** START **

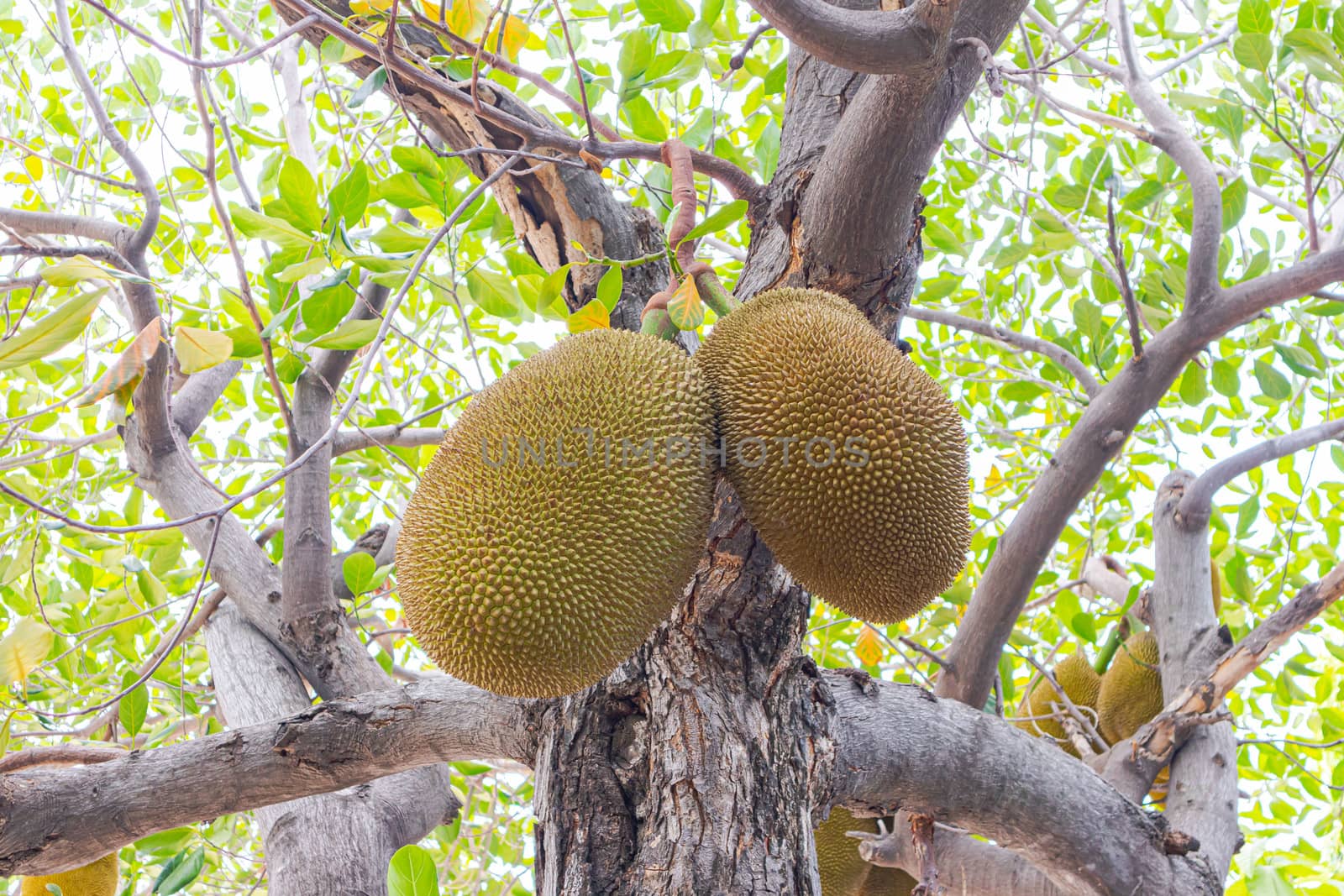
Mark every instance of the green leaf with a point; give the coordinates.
(412, 872)
(299, 190)
(1272, 383)
(349, 335)
(723, 217)
(1142, 195)
(591, 316)
(1194, 390)
(403, 191)
(53, 332)
(134, 705)
(768, 149)
(349, 196)
(1297, 359)
(1234, 203)
(358, 570)
(1314, 46)
(417, 160)
(371, 85)
(644, 120)
(494, 293)
(1226, 382)
(609, 288)
(672, 15)
(77, 269)
(636, 54)
(685, 307)
(181, 871)
(1247, 516)
(1254, 51)
(1254, 16)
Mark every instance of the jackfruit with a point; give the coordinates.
(847, 457)
(94, 879)
(1132, 688)
(562, 516)
(840, 868)
(1079, 681)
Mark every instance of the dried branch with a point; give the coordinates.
(1126, 293)
(195, 62)
(1169, 134)
(1054, 352)
(738, 181)
(1196, 506)
(50, 223)
(871, 42)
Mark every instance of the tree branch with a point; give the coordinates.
(1057, 354)
(389, 436)
(965, 866)
(57, 819)
(51, 223)
(1133, 763)
(1169, 134)
(195, 399)
(1196, 506)
(869, 40)
(900, 747)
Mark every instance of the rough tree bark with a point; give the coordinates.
(702, 765)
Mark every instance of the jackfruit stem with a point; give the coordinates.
(1108, 651)
(711, 291)
(656, 320)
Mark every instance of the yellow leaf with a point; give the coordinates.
(685, 308)
(199, 349)
(24, 647)
(467, 19)
(867, 647)
(73, 270)
(129, 367)
(591, 316)
(515, 36)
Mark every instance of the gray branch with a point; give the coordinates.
(389, 436)
(54, 819)
(195, 399)
(1169, 134)
(1196, 506)
(869, 40)
(329, 842)
(965, 866)
(54, 224)
(1202, 792)
(1057, 354)
(900, 747)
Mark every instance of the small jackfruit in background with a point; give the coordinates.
(94, 879)
(562, 517)
(1132, 688)
(870, 510)
(1079, 681)
(843, 871)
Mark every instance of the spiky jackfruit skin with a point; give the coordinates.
(1132, 688)
(538, 578)
(1079, 681)
(840, 868)
(875, 535)
(94, 879)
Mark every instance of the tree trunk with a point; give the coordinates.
(691, 768)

** END **

■ **PROMPT**: Reproduce all of the material above word for word, but leave the picture out.

■ **FINISHED EXERCISE**:
Mark every instance of the green leaf with a point; give the coordinates.
(412, 872)
(299, 190)
(1272, 383)
(349, 335)
(723, 217)
(1142, 195)
(591, 316)
(1194, 390)
(403, 191)
(53, 332)
(134, 705)
(768, 149)
(349, 196)
(1297, 359)
(1234, 203)
(358, 570)
(1314, 46)
(417, 160)
(371, 85)
(644, 120)
(494, 293)
(1226, 382)
(609, 288)
(672, 15)
(77, 269)
(636, 54)
(685, 307)
(181, 871)
(1247, 516)
(1254, 51)
(1254, 16)
Mark every instance of the jackfruit with a point; give the coordinates.
(847, 457)
(94, 879)
(1132, 688)
(562, 516)
(840, 868)
(1079, 681)
Mark every instance of the dried branch with a point; give the coordinates.
(1126, 293)
(195, 62)
(1169, 134)
(1054, 352)
(738, 181)
(1196, 506)
(50, 223)
(871, 42)
Mark every instance of the tree branch with a point; give the coordinates.
(1057, 354)
(389, 436)
(965, 866)
(57, 819)
(51, 223)
(1133, 763)
(1169, 134)
(195, 399)
(1196, 506)
(869, 40)
(900, 747)
Mark every instance of the rough tree bark with a point; give the coordinates.
(702, 765)
Mark every instance of the jackfruit stem with a point; give the coordinates.
(1108, 651)
(711, 291)
(656, 320)
Mark every instance of the yellow leaf with a point; give the coordinates.
(685, 308)
(199, 349)
(24, 647)
(467, 19)
(867, 647)
(73, 270)
(129, 367)
(591, 316)
(515, 36)
Mark every instance of the gray branch with a point; give the coordinates.
(389, 436)
(54, 819)
(195, 399)
(1169, 134)
(1196, 506)
(869, 40)
(329, 842)
(965, 866)
(54, 224)
(1202, 792)
(1057, 354)
(900, 747)
Mark every instance of the small jackfruit in background with a point; give the coordinates.
(94, 879)
(562, 517)
(1132, 688)
(870, 510)
(1079, 681)
(843, 871)
Mark every instance of the spiky jackfruit skin with a point; give the coordinates.
(1132, 688)
(538, 578)
(1079, 681)
(840, 868)
(875, 535)
(94, 879)
Mark every instance of the tree trunk with a point; give the coordinates.
(691, 768)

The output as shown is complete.